Listing –
____________________
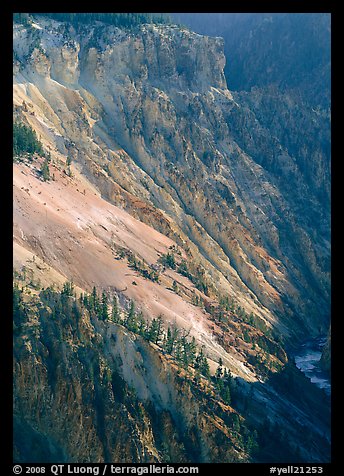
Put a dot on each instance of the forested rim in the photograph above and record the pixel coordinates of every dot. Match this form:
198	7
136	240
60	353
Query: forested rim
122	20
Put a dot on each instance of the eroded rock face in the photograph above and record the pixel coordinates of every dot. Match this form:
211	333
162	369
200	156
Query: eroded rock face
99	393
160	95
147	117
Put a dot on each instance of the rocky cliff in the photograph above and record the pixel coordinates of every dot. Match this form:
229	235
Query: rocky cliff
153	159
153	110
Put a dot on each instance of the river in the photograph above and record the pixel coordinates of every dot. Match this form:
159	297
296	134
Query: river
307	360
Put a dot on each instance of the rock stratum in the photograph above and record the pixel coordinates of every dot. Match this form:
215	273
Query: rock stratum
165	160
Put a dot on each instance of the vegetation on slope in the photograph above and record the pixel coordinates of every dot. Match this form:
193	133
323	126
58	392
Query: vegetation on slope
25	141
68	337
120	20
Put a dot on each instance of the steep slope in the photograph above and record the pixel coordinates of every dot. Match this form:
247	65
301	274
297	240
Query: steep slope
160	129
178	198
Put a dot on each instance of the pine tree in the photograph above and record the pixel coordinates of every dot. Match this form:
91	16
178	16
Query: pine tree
____________________
Task directions –
Write out all of the items again, switching "photograph" to "image" and leaving everything else unchanged. Leave the pictures out.

Output for this exercise –
Put a dot on each instance of the forested rim in the image above and record the pixel coordinates of every dot. Match this form:
198	7
136	240
60	353
Query: forested rim
122	20
Put a dot on each instance of the eroded rock face in the image above and record the pixel coordinates of every dot. Match this form:
211	333
162	369
200	156
Query: eroded rock face
99	393
160	95
147	117
Put a dot on each instance of the rocky cliff in the image above and record the pixel coordinates of every dot. Match this form:
229	235
Query: rocky cliff
153	159
153	110
Put a dot on each instance of the river in the image above and record the pixel coordinates of every dot. Match this form:
159	297
296	134
Query: river
307	360
Put a dot on each instance of the rock stratum in the image above and record the pixel coordinates of every dot. Match this form:
215	273
Query: rock stratum
165	160
Put a dot on each instance of the vegetation on slope in the image above and record the pixel coordinates of every dot. Match this form:
193	133
323	126
58	392
Query: vegetation on slope
25	141
68	337
120	20
Put a dot on each instance of the steep slope in the image above and record the pixel coordinates of every dot. Match this form:
247	65
301	274
297	240
Query: steep slope
160	129
178	198
Put a dot on each instance of the pine tree in the image above and record the pixel coordinates of every dot. Match this form:
91	16
178	16
Query: pine tree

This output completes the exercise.